Given exercise: Gather every line in the records below that contains the string "white", matching case exactly.

Part of a data file:
===============
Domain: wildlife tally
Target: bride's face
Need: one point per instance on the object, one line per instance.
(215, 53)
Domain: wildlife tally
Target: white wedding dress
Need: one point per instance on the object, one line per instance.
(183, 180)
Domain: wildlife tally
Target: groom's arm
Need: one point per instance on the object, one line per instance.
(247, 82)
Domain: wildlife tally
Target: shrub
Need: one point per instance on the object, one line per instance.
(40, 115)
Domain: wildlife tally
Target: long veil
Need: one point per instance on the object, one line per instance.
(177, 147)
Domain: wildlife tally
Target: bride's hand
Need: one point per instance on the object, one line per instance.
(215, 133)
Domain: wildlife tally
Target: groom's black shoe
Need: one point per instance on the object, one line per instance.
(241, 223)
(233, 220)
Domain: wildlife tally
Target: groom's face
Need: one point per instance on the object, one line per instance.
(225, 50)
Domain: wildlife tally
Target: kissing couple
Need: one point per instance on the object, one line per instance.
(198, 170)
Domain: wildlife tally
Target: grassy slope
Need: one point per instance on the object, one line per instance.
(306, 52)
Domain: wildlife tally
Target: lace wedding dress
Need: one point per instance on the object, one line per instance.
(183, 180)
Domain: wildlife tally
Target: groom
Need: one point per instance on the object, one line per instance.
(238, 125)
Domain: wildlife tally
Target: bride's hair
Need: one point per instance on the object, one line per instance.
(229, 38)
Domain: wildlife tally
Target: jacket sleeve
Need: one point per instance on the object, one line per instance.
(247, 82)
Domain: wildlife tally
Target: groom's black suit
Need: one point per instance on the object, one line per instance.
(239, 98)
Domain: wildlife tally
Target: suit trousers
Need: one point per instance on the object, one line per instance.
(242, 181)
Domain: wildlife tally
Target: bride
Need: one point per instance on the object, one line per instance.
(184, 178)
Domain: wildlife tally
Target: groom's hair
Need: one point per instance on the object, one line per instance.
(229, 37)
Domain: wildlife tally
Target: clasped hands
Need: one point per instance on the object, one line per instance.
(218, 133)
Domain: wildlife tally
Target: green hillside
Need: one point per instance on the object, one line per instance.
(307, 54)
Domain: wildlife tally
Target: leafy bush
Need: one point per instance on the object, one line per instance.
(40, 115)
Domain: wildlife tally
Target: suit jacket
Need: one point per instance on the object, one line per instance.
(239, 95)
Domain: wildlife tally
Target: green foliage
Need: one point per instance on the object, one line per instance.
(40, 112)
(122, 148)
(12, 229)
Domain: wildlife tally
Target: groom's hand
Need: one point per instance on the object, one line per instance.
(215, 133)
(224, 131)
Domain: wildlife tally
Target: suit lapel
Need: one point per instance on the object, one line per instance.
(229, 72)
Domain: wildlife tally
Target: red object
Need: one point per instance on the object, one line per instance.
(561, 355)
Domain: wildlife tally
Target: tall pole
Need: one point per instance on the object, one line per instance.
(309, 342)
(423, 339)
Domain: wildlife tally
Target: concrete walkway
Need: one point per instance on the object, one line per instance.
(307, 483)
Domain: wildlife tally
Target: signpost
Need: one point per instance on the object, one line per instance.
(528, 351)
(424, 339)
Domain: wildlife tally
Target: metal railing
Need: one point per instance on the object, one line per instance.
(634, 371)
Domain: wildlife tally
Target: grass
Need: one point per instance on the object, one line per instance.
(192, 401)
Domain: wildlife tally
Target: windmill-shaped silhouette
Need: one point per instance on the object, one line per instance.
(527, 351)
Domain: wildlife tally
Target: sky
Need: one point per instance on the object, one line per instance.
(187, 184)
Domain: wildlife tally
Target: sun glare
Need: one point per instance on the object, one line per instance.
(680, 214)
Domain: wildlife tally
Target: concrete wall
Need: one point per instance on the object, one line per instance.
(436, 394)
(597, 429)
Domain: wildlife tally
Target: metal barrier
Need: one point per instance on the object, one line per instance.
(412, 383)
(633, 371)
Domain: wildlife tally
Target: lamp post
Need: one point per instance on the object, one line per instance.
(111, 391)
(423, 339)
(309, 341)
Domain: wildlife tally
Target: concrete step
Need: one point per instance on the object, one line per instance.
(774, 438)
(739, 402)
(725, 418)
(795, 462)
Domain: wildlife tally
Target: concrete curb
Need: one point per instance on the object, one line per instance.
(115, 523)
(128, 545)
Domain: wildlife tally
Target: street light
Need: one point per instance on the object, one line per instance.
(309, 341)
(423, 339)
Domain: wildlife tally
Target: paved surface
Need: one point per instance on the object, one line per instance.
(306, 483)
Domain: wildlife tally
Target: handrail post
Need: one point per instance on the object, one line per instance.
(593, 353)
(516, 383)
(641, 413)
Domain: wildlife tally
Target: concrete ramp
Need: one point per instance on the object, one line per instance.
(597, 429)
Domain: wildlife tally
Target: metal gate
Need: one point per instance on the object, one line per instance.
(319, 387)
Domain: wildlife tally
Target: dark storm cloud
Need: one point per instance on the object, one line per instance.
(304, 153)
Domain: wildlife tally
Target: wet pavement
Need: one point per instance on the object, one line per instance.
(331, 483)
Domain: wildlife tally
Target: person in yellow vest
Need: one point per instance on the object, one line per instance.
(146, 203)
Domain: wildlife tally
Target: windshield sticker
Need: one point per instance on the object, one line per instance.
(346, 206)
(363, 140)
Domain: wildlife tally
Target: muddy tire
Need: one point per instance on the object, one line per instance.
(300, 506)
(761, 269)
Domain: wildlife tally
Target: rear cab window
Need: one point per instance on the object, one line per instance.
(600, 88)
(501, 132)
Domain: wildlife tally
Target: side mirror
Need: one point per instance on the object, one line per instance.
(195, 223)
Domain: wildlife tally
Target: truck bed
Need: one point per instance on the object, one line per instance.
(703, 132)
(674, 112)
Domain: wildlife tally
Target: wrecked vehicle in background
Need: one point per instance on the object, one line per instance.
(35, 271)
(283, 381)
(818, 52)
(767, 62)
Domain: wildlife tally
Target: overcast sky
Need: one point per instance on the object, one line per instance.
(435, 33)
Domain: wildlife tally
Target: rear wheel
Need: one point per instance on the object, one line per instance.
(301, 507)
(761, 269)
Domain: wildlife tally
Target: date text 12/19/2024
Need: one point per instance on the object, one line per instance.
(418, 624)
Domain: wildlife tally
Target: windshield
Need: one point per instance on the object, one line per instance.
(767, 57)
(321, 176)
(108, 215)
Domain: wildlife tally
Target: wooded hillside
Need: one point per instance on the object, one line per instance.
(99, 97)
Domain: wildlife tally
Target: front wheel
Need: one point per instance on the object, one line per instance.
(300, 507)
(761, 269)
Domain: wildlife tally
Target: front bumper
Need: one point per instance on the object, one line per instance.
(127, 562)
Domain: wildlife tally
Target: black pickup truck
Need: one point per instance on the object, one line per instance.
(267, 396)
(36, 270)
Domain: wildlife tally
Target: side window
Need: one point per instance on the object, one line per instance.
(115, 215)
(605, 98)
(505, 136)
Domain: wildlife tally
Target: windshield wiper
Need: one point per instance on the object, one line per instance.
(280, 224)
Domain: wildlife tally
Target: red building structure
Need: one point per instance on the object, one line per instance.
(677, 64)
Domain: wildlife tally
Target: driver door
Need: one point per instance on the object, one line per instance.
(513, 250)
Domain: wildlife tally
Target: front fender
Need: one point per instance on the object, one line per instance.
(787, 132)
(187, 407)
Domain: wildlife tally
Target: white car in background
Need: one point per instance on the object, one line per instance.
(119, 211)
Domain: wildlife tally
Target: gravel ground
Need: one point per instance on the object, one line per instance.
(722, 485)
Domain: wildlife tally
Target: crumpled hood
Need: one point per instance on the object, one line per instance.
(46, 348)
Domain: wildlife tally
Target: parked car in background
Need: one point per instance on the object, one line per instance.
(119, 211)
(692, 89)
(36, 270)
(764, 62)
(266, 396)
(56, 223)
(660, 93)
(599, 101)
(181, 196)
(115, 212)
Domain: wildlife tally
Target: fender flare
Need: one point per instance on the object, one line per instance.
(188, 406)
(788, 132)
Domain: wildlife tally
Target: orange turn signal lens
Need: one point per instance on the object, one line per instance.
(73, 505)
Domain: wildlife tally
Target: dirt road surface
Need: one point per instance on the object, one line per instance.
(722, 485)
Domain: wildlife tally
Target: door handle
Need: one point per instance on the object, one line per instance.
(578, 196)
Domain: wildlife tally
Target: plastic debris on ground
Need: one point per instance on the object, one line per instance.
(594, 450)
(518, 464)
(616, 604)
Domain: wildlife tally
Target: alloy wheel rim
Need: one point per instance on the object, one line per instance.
===============
Response:
Target: white wedding dress
Target: white car in background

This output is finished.